GIVEN RECORDS:
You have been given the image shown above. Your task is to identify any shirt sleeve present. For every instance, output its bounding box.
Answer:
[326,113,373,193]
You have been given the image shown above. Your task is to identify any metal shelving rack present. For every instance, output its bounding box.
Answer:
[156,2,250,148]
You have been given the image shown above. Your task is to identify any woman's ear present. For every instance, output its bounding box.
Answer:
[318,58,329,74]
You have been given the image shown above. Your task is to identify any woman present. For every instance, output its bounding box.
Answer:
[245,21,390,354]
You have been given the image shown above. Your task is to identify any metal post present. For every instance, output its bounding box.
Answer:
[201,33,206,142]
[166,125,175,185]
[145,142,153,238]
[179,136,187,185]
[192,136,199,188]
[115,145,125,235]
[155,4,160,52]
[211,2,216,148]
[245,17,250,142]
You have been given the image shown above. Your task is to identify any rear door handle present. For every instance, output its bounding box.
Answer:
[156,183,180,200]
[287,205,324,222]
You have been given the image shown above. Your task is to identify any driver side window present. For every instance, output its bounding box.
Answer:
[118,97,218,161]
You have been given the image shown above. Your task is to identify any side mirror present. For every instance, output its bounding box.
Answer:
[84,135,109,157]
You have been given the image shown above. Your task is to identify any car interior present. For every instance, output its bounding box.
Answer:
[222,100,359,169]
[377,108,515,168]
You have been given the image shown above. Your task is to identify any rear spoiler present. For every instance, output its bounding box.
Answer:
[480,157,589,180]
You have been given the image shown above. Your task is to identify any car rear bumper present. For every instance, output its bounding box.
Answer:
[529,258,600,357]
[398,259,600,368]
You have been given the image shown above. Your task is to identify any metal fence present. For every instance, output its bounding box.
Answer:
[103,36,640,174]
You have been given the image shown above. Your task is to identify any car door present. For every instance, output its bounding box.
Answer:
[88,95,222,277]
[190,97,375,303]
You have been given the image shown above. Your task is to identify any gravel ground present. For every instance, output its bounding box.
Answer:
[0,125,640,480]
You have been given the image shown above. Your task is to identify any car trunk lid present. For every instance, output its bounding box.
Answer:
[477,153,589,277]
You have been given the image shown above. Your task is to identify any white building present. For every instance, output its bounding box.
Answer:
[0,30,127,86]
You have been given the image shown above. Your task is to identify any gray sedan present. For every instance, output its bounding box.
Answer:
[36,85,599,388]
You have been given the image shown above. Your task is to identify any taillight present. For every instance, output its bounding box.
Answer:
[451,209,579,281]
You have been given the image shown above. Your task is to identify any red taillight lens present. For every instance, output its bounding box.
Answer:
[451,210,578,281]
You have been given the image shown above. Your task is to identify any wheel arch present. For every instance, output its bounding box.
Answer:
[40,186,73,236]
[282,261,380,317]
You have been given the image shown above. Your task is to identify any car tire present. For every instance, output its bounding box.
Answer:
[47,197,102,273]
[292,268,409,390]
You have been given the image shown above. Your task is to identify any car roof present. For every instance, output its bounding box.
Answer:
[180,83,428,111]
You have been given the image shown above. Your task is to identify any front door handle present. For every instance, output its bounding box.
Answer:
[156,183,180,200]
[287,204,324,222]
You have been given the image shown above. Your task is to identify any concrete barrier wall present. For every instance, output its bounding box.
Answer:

WORK TO DO: Go through the material above and copy out every line that contains the word "door".

FINAL RESULT:
You have been given the image shown above. Your task is to identify any rear door handle present. For every instance, output its bounding box.
You have been given the image shown above. Your task is to identify any car door present. For every instance, output its bounding box.
You have been given the image shown above. Your task is to identify any front door handle present. For every instance, output its bounding box.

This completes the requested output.